In your copy, reproduce each entry exactly and include no picture.

====== Source material

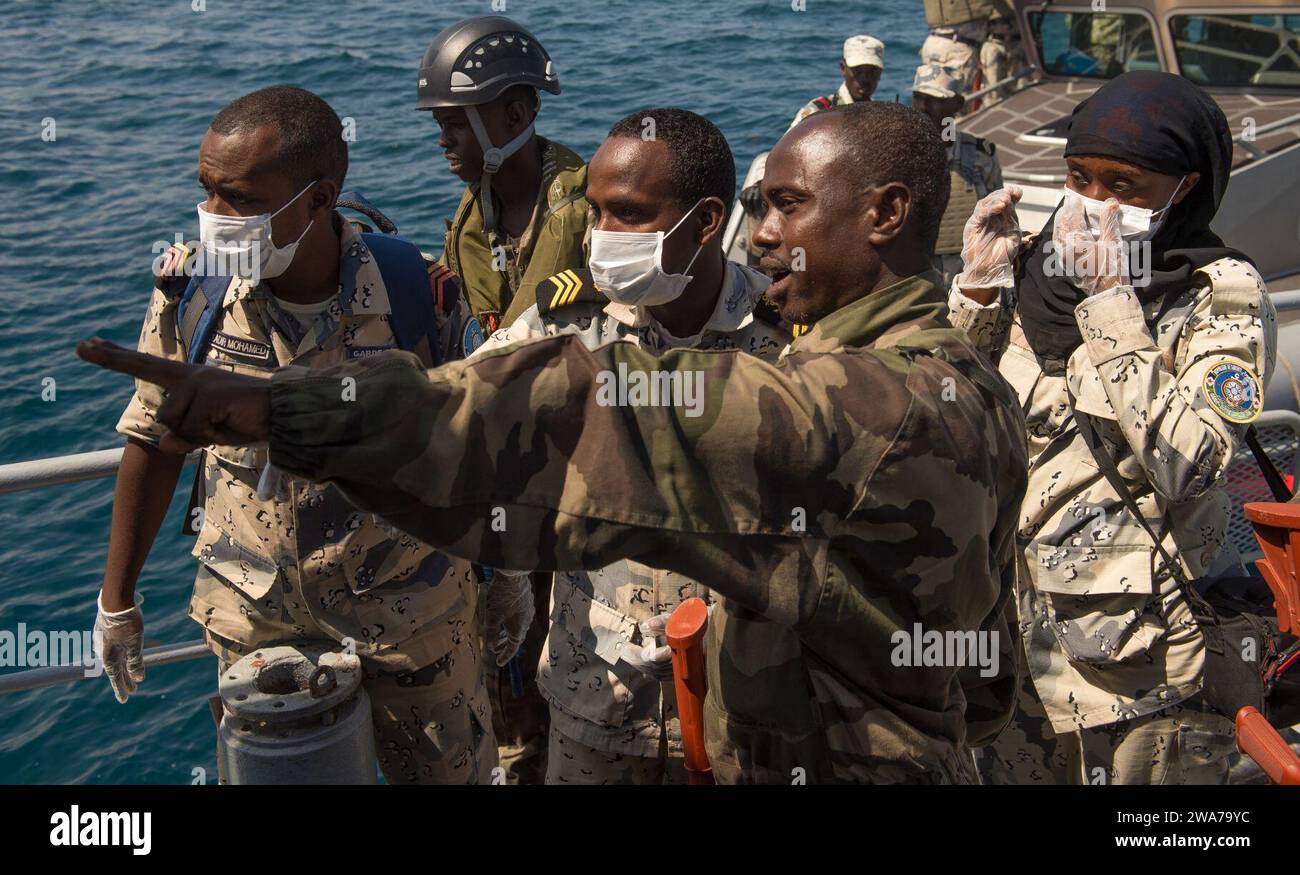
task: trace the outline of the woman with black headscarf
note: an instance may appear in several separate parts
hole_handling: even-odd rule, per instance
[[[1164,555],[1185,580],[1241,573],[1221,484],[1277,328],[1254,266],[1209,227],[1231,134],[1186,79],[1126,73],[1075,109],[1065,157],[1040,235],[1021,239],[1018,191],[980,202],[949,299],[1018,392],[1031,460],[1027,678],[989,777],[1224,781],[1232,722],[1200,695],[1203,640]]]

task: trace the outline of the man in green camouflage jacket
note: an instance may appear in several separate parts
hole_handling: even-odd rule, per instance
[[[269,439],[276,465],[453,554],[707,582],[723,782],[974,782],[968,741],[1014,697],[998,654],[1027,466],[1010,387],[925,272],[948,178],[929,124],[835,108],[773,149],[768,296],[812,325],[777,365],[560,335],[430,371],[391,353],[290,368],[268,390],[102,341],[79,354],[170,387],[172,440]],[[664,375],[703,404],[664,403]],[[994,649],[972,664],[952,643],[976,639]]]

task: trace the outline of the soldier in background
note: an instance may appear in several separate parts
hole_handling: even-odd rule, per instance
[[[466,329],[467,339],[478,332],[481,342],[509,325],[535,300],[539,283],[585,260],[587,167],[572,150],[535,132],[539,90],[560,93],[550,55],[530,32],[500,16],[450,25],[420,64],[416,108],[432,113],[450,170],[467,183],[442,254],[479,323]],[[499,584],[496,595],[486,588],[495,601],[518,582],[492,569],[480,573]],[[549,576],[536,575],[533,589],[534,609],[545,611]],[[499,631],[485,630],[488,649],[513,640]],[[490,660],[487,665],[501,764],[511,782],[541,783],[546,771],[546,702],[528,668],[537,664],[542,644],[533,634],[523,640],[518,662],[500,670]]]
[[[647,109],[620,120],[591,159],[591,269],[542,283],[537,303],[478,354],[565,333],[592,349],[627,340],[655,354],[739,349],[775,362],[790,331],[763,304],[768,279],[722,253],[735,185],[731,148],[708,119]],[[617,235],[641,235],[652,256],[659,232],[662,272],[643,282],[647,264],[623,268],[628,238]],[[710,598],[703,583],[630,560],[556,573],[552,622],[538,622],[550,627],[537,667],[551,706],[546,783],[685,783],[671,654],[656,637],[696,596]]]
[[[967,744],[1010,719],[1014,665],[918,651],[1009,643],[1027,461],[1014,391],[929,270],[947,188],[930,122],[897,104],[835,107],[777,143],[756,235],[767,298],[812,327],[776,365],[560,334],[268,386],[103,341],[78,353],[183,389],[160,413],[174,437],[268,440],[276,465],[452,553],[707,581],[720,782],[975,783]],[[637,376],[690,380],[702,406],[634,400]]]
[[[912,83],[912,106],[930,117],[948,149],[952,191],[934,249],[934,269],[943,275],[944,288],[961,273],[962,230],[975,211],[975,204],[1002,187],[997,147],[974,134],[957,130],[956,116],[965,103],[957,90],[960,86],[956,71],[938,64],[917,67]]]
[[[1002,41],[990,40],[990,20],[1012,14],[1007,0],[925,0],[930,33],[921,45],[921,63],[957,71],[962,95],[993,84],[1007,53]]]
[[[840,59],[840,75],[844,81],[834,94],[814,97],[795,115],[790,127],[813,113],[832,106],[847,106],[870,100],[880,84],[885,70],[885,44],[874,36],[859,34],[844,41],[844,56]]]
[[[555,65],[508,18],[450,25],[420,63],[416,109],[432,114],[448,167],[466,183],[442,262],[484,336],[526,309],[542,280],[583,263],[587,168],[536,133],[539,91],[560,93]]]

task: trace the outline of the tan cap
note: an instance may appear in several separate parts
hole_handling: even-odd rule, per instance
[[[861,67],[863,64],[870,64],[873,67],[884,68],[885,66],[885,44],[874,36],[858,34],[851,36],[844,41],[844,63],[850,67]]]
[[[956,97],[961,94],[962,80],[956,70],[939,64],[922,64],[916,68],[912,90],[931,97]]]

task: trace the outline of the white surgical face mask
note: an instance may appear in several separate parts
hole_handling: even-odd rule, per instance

============

*Finished exercise*.
task: trace the outline of the woman with black headscarf
note: an instance may appear in several separate parts
hole_handling: even-odd rule, per instance
[[[1164,555],[1185,580],[1241,573],[1221,484],[1277,328],[1254,266],[1209,227],[1231,134],[1186,79],[1126,73],[1075,109],[1065,157],[1040,235],[1021,239],[1018,191],[980,202],[949,299],[1018,392],[1031,460],[1027,678],[989,777],[1224,781],[1232,722],[1200,695],[1203,640]]]

task: trace the outline of the man in green camouflage jacket
note: an instance may appear in several separate parts
hole_handling: even-odd rule, per instance
[[[269,439],[276,465],[453,554],[707,582],[723,782],[974,782],[968,741],[1014,697],[998,654],[1027,466],[1010,387],[925,272],[948,178],[929,124],[835,108],[773,149],[768,296],[812,325],[777,365],[560,335],[430,371],[391,353],[290,368],[268,390],[102,341],[79,354],[170,387],[172,440]],[[664,375],[703,404],[664,403]],[[994,649],[972,664],[952,643],[976,639]]]

task: trace the outline of the soldier in background
note: an instance may appear in several separate parts
hole_handling: even-odd rule, per instance
[[[466,329],[467,339],[478,332],[481,342],[509,325],[535,300],[539,283],[585,260],[587,167],[572,150],[535,132],[539,90],[560,93],[550,55],[530,32],[500,16],[450,25],[420,64],[416,108],[432,113],[450,170],[467,183],[442,254],[479,323]],[[499,584],[496,595],[486,588],[495,601],[518,582],[492,569],[480,573]],[[549,576],[536,575],[533,589],[534,609],[545,611]],[[499,631],[485,630],[488,649],[513,640]],[[490,660],[487,665],[501,764],[511,782],[541,783],[546,771],[546,702],[528,668],[537,664],[542,644],[533,634],[523,640],[518,662],[500,670]]]
[[[647,109],[620,120],[591,159],[591,269],[542,283],[537,303],[478,354],[565,333],[592,349],[627,340],[655,354],[739,349],[775,362],[790,331],[763,304],[768,279],[722,253],[735,185],[731,148],[708,119]],[[617,235],[641,235],[652,256],[659,232],[662,272],[643,282],[647,264],[623,268],[628,238]],[[710,598],[703,583],[630,560],[556,573],[552,622],[538,622],[550,627],[537,667],[551,706],[546,783],[685,783],[671,654],[656,637],[696,596]]]
[[[967,744],[1010,719],[1014,665],[918,651],[1009,643],[1027,461],[1014,391],[929,270],[947,188],[930,122],[897,104],[835,107],[777,143],[756,235],[767,298],[812,327],[776,365],[560,334],[268,386],[103,341],[78,353],[183,389],[160,413],[174,437],[268,440],[276,465],[452,553],[707,581],[720,782],[975,783]],[[637,376],[690,380],[702,406],[634,400]]]
[[[912,83],[912,106],[930,117],[948,149],[952,191],[934,249],[934,269],[943,275],[944,288],[961,273],[962,230],[975,211],[975,204],[1002,187],[997,147],[974,134],[957,130],[956,116],[965,103],[957,90],[960,86],[956,71],[938,64],[917,67]]]
[[[1002,41],[990,40],[990,20],[1012,14],[1007,0],[925,0],[930,33],[921,45],[921,63],[957,71],[962,95],[993,84],[1007,53]]]
[[[840,59],[840,75],[844,81],[834,94],[814,97],[795,115],[790,127],[813,113],[832,106],[847,106],[870,100],[880,84],[885,70],[885,44],[874,36],[859,34],[844,41],[844,56]]]
[[[555,65],[508,18],[450,25],[420,63],[416,109],[432,114],[448,167],[466,183],[442,262],[484,336],[526,309],[542,280],[583,263],[587,168],[536,133],[539,91],[560,93]]]

task: trace the outline of the tan cap
note: an instance may appear in several separate parts
hole_handling: even-odd rule, per instance
[[[861,67],[863,64],[870,64],[873,67],[884,68],[885,66],[885,44],[874,36],[858,34],[851,36],[844,41],[844,63],[850,67]]]
[[[956,97],[961,94],[962,80],[956,70],[939,64],[922,64],[916,68],[912,90],[931,97]]]

task: trace the outline of the white surgical face mask
note: an instance may appear in several separate parts
hole_handling: even-odd rule, per instance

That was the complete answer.